* _What this task involves_
Please copy the passage of the Davis Cup report word for word, from "Andy Murray admits" up to and including "believe we have.".

* _Text provided_
+++

Andy Murray admits he never thought he would win the Davis Cup after guiding Great Britain to a first title in 79 years.
Murray beat world number 16 David Goffin in straight sets in Ghent to ensure Great Britain lifted the trophy with a match to spare against hosts Belgium.
It is the first time Great Britain have lifted the Davis Cup since 1936, when they were led by Fred Perry and Bunny Austin.
And an emotional Murray broke down in tears after his expertly-struck, backhand lob looped over Goffin to make it 6-3 7-5 6-3 on the day and 3-1 in the Davis Cup final.
Murray said: “It feels amazing. I never thought we would have the opportunity to do this and I can’t believe we have.
“It has been an unbelievably tough year and won some incredibly tough matches and everyone who has played has played at an unbelievably high standard.
“I can’t believe we did it.”
“I will try to keep the celebrations under control but I’m sure everyone will be on fire tonight,” the reigning Olympic champion added.
“It has been an unbelievable road to get here and we have to enjoy this because we might not get another opportunity to do this as a team so we should celebrate this tonight.”
Murray’s victory rounded off a remarkable year in the competition as he won all 11 of his singles and doubles matches, which were also all live rubbers.
The world number two had already beaten Ruben Bemelmans in Friday’s singles - following Kyle Edmund’s gutsy five-set defeat to Goffin - and claimed another point yesterday in the doubles with his brother Jamie.
Murray was under pressure in the first set when he faced a break point with the score 2-2.
But he responded superbly and went on to make it 5-2 and then 6-3 to claim the first set.

+++

* _Recorded information_
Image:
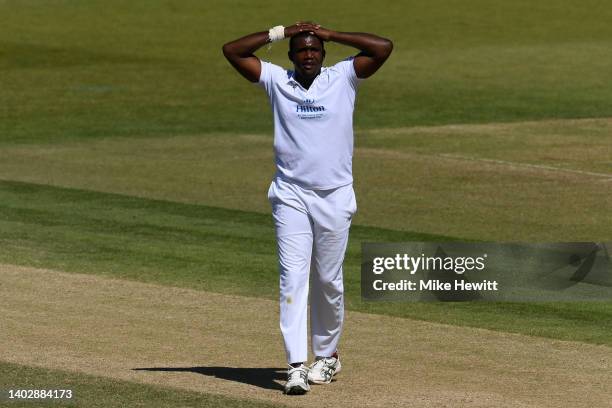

+++

* _Exercise answer_
Andy Murray admits he never thought he would win the Davis Cup after guiding Great Britain to a first title in 79 years.
Murray beat world number 16 David Goffin in straight sets in Ghent to ensure Great Britain lifted the trophy with a match to spare against hosts Belgium.
It is the first time Great Britain have lifted the Davis Cup since 1936, when they were led by Fred Perry and Bunny Austin.
And an emotional Murray broke down in tears after his expertly-struck, backhand lob looped over Goffin to make it 6-3 7-5 6-3 on the day and 3-1 in the Davis Cup final.
Murray said: “It feels amazing. I never thought we would have the opportunity to do this and I can’t believe we have.